- TEXT PASSAGE
=-=-=
Health Canada’s first annual report on the health of Canadians has identified Aboriginal communities as being among those most at risk. The report stated that Aboriginal communities continue to lag behind the rest of Canada "on virtually every measure of health and every health condition," and recommended a number of possible remedies to address the problem. But Aboriginal Health advocates say that Canada is still a long way from achieving past goals to improve the problem.
According to the Health Canada report, Aboriginal Communities have a higher infant morality rate, a higher suicide rate, and a significantly lower life expectancy than the rest of Canada.
Statistics Canada recently reported that “people living in Northern and remote regions of Canada, many of whom are Aboriginal, have life expectancies more in line with developing countries than with other Canadians.”
Health Canada has recommended several measures to improve health in Aboriginal communities, including encouraging more people from within the communities to be the health care providers, and incorporating more traditional aboriginal healing methods into health care.
The Aboriginal Healing Foundation has worked for years to address issues of healthcare and counseling in Native and Inuit communities. Executive Director Mike Degagne says that the foundation’s work in “dealing with the historic trauma of sexual abuse within residential schools” has had a tremendous impact.
The NGO has also helped fund 1300 community-based projects in Aboriginal communities last year which employ locals, fulfilling one of Health Canada’s recommendations.
The foundation was established in 1998 as a response to a 1996 Royal Commission report on Aboriginal health. It is scheduled to end operations within two years, but DeGagne is skeptical that it will be able to finish its work so soon. He insists that Aboriginal communities are nowhere near meeting some of the goals laid out in the 1996 report.
Hugh Armstrong, a professor at Carleton University's school of Social Work, says he is skeptical of the Health Council report on Aboriginal health. Even though Canada has one of the best Health care systems in the world, he says Aboriginal healthcare is "horrendous and a scandal because of the changes we've imposed on Aboriginal communities over the years."
Armstrong says that there have been ongoing efforts to blend traditional healing and Western medicine, but that "there aren't enough healthcare workers in [Aboriginal] communities" to make the idea effective.
The Health Canada report also recognized that the causes for the disparity between the health of Aboriginal and non-Aboriginal Canadians go beyond health care alone. Instead, health indicators such as infant mortality rates and life expectancy are influenced by a number of factors, including socio-economic conditions, health behaviors, and even geography.
The report gives some examples of why the disparities exist, including the fact that only 33% of Aboriginal student's complete high school compared to 52% of non-Aboriginal Canadians. Aboriginal communities have an average unemployment rate of 19%, compared with a national rate of 7%.
Health care alone is "powerless" to change the lives of Aboriginal men who die nine years younger than Canadian men, to reduce the suicide rates in Inuit communities or the different diseases such as diabetes or tuberculosis affecting different aboriginal groups.
The solution, according to the Health Canada report, is to "engage sectors beyond health to contribute to reducing the gap."
Jean Crowder, NDP health critic and MP from Nanaimo-Cowichan riding of British Columbia, isn't impressed with the Federal government's current 1.3 billion dollars transfer payments to improve conditions in Aboriginal communities.
=-=-=
- INFORMATION
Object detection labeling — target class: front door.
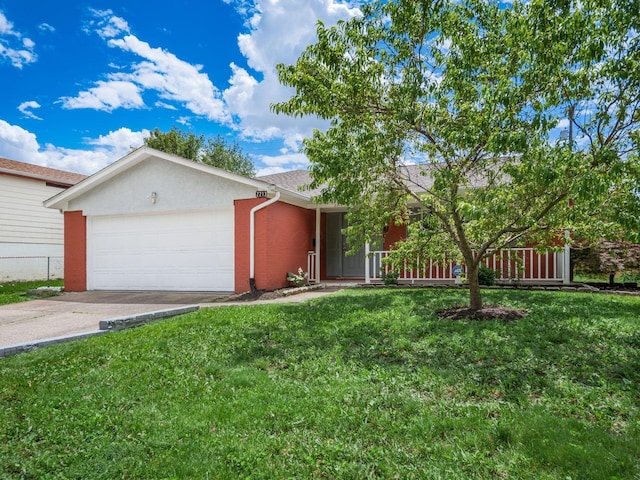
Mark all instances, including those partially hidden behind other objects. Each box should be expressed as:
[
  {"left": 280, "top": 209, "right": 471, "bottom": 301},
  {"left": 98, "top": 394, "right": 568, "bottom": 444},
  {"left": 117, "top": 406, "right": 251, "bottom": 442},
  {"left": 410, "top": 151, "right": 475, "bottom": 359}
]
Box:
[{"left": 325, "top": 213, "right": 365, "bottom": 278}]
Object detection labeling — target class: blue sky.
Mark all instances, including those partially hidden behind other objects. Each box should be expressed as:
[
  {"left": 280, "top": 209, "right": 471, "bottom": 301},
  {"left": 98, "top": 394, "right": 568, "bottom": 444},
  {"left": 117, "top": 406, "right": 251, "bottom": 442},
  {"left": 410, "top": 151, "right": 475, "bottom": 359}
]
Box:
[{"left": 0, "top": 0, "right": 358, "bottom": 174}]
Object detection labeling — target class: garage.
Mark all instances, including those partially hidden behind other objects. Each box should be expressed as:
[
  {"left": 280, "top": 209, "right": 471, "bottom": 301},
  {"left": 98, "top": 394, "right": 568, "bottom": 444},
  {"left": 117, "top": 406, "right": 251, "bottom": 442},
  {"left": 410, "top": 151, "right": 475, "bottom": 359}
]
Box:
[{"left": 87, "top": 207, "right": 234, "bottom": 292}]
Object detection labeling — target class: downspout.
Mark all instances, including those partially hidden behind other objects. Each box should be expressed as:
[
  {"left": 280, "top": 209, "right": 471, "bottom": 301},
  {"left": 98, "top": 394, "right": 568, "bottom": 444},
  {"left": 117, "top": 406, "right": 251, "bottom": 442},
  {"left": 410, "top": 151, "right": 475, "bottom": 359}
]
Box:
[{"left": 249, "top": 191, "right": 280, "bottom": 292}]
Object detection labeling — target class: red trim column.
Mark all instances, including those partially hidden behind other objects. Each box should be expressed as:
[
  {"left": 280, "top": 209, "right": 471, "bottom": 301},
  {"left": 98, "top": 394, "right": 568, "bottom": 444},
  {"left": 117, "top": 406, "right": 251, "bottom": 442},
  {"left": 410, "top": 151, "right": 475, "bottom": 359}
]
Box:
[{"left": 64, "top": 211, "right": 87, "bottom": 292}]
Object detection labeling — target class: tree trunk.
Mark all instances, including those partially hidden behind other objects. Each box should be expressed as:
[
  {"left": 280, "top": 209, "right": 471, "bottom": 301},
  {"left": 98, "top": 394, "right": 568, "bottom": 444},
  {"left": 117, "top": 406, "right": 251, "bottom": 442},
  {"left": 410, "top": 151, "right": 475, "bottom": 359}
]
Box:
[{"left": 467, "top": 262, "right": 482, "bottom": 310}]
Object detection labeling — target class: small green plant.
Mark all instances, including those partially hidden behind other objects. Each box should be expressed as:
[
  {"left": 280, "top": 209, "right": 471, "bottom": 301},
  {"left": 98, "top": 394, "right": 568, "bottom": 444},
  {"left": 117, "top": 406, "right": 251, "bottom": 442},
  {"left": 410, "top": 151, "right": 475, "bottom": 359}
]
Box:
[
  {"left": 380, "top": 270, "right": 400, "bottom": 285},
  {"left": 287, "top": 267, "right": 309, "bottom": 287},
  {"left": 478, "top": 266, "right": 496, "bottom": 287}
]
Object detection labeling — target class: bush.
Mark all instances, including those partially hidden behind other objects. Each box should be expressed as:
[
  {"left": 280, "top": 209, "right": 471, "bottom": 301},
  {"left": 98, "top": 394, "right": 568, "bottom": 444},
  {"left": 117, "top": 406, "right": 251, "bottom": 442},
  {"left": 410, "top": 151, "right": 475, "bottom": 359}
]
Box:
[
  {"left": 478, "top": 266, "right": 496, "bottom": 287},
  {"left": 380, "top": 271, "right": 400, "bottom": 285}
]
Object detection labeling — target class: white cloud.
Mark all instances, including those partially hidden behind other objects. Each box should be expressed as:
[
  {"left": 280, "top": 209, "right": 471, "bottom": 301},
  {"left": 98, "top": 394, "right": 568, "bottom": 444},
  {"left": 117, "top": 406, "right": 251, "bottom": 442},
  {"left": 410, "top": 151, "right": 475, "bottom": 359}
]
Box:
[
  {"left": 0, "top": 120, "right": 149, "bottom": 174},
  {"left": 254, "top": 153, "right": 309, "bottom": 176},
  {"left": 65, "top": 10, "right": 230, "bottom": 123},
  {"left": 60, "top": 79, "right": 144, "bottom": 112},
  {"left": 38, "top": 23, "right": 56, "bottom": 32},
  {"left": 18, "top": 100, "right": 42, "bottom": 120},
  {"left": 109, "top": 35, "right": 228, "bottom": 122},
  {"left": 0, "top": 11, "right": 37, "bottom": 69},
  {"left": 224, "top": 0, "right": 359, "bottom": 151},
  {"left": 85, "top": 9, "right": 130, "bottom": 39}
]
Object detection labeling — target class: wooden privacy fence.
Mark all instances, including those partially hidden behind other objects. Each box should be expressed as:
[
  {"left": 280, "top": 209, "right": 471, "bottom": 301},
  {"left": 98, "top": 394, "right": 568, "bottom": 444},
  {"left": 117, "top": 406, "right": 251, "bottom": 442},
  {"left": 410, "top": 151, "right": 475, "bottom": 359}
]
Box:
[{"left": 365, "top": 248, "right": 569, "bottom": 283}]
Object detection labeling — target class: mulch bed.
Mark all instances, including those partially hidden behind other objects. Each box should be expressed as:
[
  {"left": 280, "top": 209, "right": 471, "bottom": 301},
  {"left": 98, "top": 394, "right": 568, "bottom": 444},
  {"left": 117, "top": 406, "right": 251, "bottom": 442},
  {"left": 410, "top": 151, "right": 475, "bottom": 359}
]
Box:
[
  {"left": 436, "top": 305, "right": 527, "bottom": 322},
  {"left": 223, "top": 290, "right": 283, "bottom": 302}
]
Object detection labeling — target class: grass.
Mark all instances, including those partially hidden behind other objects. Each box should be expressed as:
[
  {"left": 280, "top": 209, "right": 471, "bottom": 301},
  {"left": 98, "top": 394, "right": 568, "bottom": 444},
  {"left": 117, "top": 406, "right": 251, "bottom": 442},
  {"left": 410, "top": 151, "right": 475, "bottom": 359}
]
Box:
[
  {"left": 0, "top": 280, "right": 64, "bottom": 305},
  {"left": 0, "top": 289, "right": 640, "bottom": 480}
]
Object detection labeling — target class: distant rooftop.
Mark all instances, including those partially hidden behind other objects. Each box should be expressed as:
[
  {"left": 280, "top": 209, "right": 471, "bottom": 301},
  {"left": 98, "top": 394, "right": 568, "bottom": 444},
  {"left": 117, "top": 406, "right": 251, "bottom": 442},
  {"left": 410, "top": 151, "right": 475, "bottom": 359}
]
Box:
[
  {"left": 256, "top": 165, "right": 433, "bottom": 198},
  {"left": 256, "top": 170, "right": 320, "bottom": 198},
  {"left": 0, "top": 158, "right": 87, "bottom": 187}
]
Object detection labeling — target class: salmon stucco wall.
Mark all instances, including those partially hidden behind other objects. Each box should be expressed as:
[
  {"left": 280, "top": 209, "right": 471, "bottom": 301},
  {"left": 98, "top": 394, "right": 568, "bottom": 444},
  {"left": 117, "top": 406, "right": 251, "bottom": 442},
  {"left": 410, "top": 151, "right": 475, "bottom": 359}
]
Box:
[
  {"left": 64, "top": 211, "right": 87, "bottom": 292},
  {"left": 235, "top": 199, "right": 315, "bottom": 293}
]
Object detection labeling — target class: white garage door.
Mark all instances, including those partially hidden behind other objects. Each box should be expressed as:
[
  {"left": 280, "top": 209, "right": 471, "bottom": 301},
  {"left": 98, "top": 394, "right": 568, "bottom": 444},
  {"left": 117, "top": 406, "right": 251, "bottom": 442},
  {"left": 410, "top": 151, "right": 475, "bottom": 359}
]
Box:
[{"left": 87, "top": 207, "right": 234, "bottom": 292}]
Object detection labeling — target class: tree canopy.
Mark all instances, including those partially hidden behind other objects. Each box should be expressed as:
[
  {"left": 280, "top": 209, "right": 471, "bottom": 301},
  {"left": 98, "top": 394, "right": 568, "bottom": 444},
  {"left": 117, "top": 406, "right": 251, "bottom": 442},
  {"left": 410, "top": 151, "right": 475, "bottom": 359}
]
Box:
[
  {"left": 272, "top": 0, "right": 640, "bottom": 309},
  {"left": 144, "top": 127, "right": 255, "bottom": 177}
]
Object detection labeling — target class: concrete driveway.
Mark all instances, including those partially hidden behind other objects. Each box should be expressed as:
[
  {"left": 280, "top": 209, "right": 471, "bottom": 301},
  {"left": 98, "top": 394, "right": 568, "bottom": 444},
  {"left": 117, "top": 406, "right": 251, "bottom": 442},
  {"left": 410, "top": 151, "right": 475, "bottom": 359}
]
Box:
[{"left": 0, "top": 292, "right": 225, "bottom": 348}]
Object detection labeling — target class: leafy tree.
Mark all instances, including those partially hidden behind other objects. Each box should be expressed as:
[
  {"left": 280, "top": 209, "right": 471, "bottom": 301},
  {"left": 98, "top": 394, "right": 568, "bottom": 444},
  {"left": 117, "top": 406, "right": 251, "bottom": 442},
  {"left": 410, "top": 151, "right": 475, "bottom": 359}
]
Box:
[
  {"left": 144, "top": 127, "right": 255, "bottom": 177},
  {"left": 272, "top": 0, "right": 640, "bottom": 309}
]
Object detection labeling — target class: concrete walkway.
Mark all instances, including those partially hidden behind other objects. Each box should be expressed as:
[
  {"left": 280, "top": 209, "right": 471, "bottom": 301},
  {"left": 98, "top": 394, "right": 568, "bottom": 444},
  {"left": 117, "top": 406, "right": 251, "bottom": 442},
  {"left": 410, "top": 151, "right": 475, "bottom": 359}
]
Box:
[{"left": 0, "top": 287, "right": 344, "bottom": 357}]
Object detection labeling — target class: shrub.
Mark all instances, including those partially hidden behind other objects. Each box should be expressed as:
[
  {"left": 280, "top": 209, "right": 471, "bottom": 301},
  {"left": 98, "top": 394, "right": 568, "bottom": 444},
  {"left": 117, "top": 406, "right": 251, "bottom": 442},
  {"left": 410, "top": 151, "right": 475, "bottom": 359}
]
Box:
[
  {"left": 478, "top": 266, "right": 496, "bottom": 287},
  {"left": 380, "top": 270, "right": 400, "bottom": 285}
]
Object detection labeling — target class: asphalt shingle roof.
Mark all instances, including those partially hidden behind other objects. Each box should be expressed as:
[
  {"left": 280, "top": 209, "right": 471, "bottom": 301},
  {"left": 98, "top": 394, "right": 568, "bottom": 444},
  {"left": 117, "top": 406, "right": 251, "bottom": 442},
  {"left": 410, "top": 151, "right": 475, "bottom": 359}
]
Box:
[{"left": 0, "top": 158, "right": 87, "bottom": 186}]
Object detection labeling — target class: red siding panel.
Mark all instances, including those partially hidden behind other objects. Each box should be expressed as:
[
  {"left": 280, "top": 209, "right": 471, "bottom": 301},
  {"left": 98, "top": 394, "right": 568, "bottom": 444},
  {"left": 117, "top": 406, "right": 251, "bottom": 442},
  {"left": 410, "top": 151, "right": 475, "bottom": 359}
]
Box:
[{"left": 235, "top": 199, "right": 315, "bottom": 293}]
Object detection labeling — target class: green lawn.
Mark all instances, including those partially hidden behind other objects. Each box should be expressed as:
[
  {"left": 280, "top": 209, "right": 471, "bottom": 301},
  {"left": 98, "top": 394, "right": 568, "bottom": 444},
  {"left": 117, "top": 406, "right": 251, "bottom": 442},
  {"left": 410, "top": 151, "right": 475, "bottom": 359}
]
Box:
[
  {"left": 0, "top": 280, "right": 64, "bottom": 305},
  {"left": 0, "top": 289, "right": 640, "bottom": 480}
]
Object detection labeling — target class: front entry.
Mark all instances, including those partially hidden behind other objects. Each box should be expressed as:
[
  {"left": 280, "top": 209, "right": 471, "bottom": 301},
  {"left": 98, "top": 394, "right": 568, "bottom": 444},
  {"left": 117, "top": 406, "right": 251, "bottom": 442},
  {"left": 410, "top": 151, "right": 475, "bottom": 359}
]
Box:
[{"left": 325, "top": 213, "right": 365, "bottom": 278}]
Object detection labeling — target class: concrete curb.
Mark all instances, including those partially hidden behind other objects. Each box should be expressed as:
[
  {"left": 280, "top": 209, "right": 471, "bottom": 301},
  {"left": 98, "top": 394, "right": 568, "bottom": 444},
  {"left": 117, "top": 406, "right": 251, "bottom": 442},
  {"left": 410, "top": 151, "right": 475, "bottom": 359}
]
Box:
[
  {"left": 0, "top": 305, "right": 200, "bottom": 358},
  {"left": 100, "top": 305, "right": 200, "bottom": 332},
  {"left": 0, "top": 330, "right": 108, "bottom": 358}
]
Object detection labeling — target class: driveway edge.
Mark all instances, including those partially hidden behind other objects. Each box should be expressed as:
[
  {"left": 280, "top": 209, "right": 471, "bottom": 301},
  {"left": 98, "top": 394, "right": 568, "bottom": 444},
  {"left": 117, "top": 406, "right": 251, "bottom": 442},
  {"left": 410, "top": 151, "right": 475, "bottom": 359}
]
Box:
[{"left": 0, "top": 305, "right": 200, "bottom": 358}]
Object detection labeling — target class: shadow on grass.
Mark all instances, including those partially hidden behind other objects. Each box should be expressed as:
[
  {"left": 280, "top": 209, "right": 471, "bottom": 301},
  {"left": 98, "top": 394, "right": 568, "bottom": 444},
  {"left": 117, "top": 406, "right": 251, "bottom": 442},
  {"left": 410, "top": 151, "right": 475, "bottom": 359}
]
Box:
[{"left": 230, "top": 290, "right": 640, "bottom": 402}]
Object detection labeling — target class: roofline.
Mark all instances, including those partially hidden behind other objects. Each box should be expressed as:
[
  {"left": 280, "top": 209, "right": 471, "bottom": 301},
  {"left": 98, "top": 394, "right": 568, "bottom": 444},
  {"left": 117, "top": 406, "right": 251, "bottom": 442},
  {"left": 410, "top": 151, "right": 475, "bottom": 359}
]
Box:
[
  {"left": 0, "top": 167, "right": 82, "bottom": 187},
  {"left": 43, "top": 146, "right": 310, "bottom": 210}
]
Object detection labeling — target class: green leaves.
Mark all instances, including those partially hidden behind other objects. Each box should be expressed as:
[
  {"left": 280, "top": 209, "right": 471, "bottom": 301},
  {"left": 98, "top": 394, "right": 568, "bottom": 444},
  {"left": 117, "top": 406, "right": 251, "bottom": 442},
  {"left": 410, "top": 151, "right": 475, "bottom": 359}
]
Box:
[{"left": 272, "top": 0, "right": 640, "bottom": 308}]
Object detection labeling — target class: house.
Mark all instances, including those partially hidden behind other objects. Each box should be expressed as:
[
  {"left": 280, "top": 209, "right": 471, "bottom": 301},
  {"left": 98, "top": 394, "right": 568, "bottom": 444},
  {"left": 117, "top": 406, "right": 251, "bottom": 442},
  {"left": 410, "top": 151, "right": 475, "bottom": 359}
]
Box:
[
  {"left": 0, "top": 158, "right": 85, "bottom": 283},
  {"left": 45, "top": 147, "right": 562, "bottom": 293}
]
=-=-=
Please copy the text on Aboriginal health in Canada word for word, from "Armstrong says that" up to and including "rate of 7%.".

- SOLUTION
Armstrong says that there have been ongoing efforts to blend traditional healing and Western medicine, but that "there aren't enough healthcare workers in [Aboriginal] communities" to make the idea effective.
The Health Canada report also recognized that the causes for the disparity between the health of Aboriginal and non-Aboriginal Canadians go beyond health care alone. Instead, health indicators such as infant mortality rates and life expectancy are influenced by a number of factors, including socio-economic conditions, health behaviors, and even geography.
The report gives some examples of why the disparities exist, including the fact that only 33% of Aboriginal student's complete high school compared to 52% of non-Aboriginal Canadians. Aboriginal communities have an average unemployment rate of 19%, compared with a national rate of 7%.